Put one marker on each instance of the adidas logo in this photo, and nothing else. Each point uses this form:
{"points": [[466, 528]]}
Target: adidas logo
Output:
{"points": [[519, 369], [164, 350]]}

____________

Task item: Within the records, on how many lines does the word "adidas" appear? Provide the number alone.

Answer to this exercise: 2